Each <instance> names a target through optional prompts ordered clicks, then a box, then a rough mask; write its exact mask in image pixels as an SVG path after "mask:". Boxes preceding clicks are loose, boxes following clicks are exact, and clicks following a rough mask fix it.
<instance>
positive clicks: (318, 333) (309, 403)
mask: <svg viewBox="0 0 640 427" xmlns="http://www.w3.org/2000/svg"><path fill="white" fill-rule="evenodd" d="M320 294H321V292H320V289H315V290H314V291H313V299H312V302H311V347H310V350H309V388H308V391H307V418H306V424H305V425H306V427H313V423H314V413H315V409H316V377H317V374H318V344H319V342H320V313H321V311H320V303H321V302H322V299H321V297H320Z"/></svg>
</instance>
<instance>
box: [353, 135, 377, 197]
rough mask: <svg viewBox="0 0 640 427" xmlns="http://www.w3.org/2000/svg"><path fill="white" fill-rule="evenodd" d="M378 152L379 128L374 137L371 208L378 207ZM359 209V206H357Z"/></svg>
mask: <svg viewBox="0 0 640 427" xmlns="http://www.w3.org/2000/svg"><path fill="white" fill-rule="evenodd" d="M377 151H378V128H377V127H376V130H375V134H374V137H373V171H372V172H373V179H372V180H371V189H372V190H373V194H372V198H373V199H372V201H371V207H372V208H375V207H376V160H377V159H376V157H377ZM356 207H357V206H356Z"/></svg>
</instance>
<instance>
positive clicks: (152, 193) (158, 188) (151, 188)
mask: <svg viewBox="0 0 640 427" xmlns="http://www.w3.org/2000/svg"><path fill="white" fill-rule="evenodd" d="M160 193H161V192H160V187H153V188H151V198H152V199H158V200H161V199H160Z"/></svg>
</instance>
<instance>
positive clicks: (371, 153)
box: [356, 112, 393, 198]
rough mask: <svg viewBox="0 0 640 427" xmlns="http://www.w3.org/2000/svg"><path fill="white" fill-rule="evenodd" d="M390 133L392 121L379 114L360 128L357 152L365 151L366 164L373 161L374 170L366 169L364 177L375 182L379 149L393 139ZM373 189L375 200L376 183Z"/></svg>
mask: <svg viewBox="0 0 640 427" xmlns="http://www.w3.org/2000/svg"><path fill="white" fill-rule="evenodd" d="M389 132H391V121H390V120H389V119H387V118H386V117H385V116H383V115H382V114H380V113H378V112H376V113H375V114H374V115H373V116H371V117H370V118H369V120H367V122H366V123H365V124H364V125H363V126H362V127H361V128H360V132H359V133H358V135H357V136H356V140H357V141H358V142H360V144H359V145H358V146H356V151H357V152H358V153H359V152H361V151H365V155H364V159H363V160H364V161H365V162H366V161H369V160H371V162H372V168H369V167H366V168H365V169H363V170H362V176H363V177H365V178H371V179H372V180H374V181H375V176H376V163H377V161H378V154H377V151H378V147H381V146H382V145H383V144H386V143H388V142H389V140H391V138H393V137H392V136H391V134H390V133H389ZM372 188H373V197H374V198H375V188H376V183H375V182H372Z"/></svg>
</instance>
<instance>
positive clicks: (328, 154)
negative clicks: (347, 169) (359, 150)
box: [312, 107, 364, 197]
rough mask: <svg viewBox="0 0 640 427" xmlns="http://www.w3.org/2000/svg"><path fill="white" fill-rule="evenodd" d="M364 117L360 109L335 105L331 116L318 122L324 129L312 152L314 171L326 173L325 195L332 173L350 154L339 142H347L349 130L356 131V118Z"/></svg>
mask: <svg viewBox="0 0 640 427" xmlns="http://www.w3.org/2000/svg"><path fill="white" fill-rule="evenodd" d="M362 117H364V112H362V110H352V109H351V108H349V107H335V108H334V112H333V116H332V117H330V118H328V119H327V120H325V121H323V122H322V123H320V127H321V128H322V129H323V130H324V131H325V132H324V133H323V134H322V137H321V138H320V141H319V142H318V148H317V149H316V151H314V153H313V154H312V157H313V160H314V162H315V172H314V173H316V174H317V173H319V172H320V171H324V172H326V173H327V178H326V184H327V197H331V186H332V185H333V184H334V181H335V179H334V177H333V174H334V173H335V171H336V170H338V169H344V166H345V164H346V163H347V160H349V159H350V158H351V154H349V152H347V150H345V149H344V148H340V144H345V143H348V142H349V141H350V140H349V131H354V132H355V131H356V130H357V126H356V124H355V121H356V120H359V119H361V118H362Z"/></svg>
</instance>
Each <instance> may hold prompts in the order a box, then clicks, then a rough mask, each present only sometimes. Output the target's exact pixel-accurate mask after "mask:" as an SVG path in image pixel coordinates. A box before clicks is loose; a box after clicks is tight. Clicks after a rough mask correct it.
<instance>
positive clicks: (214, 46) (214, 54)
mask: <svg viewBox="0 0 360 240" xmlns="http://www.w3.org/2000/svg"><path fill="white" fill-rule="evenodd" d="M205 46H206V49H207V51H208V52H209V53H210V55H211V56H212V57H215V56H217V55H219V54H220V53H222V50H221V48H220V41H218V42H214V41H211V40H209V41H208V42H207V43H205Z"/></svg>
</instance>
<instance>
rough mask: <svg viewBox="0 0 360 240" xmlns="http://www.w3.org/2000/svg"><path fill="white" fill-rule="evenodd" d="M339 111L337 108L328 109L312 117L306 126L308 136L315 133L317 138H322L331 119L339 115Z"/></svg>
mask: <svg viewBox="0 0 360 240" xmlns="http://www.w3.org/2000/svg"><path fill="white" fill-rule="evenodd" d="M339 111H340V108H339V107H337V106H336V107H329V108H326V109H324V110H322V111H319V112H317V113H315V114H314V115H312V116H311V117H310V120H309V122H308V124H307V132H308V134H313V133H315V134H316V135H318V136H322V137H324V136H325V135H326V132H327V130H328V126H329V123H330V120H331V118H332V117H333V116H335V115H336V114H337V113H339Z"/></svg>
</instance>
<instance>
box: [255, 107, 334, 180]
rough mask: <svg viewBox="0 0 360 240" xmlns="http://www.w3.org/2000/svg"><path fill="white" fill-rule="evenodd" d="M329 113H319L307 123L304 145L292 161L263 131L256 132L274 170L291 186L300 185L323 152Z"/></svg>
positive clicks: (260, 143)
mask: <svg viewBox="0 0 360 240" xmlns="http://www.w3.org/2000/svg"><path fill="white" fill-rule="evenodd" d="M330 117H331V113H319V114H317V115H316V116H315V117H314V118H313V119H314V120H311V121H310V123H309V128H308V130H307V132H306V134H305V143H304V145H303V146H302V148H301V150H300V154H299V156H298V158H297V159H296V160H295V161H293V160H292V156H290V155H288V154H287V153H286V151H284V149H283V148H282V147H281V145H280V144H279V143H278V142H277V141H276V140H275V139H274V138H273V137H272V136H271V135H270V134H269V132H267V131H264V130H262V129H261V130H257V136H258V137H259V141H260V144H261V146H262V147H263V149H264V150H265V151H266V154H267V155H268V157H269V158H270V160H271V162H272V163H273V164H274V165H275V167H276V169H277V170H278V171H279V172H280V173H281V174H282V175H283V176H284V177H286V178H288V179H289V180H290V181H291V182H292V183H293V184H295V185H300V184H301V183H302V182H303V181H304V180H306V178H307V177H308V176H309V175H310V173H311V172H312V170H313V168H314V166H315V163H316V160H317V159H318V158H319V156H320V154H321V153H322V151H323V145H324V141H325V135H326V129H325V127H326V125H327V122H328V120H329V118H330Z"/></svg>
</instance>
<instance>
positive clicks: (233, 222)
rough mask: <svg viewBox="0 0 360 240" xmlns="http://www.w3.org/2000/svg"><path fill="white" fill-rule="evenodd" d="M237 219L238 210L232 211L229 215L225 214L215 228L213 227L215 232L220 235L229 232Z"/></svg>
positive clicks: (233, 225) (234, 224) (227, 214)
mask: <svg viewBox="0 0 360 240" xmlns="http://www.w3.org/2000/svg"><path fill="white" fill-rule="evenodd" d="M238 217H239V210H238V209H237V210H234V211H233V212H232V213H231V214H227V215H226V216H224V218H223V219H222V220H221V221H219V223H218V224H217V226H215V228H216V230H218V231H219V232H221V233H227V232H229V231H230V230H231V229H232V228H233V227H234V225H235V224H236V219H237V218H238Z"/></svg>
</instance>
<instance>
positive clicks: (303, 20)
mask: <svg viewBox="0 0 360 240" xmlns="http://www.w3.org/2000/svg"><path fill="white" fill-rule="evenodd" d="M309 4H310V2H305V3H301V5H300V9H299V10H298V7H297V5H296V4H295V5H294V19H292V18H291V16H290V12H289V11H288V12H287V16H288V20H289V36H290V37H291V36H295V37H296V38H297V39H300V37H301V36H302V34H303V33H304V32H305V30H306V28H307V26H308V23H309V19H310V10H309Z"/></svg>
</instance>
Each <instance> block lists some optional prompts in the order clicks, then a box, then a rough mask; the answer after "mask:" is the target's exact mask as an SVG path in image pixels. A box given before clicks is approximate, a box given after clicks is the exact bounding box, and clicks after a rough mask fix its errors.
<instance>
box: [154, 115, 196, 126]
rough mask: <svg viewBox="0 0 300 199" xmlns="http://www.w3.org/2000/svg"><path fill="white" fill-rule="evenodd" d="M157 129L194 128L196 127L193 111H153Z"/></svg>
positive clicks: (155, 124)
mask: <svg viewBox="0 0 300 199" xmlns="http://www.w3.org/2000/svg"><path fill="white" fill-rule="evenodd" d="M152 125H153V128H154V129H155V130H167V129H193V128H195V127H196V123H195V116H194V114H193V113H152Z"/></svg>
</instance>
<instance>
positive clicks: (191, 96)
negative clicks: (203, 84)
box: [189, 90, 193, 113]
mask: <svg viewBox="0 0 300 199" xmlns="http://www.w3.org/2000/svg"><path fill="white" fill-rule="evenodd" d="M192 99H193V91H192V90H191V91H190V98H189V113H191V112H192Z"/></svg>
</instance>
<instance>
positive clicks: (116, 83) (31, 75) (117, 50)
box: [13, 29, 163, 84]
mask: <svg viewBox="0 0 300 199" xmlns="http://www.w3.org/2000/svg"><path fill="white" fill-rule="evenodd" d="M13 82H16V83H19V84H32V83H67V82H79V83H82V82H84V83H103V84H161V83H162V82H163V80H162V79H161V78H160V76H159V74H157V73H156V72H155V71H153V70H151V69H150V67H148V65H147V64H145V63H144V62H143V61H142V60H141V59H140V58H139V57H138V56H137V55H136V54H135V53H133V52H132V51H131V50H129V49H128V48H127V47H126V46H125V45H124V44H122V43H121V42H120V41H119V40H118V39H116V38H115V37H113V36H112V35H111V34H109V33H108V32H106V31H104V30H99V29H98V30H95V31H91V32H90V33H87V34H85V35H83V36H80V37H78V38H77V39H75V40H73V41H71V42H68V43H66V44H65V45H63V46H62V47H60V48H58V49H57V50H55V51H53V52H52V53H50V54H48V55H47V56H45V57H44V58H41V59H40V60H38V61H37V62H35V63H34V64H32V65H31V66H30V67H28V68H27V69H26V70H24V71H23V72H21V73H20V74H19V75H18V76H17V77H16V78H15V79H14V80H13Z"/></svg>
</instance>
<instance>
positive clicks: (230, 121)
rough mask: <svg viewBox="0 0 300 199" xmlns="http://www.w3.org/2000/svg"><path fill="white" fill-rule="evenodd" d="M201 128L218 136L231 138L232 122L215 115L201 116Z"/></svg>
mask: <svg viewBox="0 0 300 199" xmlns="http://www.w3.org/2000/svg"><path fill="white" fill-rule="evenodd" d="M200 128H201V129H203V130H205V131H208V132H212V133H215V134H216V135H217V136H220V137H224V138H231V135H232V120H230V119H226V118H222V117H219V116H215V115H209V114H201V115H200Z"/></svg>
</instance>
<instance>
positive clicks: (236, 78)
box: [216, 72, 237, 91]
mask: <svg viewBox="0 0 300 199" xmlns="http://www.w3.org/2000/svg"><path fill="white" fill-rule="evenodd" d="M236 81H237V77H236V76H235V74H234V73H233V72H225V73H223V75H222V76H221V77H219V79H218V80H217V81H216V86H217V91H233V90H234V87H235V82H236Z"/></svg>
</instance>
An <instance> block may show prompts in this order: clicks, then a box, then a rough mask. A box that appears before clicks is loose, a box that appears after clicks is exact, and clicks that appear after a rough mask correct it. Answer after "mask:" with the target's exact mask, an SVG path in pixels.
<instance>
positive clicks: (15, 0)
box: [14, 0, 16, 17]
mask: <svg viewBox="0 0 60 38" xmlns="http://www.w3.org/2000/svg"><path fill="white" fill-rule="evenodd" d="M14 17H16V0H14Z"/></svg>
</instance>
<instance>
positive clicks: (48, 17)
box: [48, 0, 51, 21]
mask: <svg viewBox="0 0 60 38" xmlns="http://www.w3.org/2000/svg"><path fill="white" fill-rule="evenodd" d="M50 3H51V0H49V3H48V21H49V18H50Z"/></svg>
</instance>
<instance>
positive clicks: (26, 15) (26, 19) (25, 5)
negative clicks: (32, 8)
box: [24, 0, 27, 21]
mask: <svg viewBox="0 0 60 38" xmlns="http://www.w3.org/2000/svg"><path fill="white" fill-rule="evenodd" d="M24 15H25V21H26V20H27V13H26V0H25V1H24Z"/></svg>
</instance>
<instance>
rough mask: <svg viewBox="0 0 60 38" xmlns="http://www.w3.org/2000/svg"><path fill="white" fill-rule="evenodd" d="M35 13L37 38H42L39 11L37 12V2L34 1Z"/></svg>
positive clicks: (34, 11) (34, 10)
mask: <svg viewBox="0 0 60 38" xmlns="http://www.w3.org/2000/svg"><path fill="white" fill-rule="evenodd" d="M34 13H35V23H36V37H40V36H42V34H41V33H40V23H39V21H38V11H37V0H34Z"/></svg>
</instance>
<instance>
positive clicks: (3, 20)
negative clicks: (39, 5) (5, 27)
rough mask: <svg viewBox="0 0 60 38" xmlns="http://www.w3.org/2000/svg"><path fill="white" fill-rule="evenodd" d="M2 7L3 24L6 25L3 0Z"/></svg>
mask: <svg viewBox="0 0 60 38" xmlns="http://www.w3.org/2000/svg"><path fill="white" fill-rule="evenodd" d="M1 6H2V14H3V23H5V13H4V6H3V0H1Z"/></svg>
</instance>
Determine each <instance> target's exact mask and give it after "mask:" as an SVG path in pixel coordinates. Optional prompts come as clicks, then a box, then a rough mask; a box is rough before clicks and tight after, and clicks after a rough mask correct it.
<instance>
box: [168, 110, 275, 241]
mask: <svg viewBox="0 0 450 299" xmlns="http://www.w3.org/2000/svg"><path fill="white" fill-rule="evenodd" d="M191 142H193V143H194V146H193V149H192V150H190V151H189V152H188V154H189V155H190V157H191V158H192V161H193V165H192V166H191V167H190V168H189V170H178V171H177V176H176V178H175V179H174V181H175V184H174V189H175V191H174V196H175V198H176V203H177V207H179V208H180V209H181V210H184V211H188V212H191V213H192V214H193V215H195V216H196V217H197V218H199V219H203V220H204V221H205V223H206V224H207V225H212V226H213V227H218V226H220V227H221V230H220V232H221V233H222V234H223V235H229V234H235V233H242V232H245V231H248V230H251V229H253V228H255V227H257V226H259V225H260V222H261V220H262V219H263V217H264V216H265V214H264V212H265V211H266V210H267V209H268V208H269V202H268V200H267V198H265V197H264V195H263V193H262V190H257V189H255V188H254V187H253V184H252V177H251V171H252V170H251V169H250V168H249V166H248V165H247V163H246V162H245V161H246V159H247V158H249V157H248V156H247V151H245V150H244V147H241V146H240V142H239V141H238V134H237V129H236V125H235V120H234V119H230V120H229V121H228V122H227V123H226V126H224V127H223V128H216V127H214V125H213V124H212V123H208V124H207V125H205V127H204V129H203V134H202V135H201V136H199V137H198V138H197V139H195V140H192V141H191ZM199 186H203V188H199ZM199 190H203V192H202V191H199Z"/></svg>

## YOUR INSTRUCTIONS:
If a line of the listing above holds the string "correct", copy it.

## SOLUTION FOR THIS EXERCISE:
Each <instance> may hold prompts in the order a box, then clicks, then a rough mask, each present only sometimes. Output the target's exact pixel-accurate mask after "mask:" as an SVG path in image pixel coordinates. A box before clicks is loose; a box after clicks is tight. Clicks after a rough mask correct it.
An <instance> block may show prompts in this order: clicks, then a box, then a rough mask. A box that appears before clicks is loose, a box that appears after clicks is exact, and clicks that appear after a rough mask correct it. Answer after "mask:" with the target's exact mask, an SVG path in pixels.
Determine each <instance> target's exact mask and give it after "mask:" as an SVG path in pixel coordinates. Optional prompts come as clicks, then a box, then a rough mask; a box is rough before clicks and tight after, and clicks after a rough mask correct it.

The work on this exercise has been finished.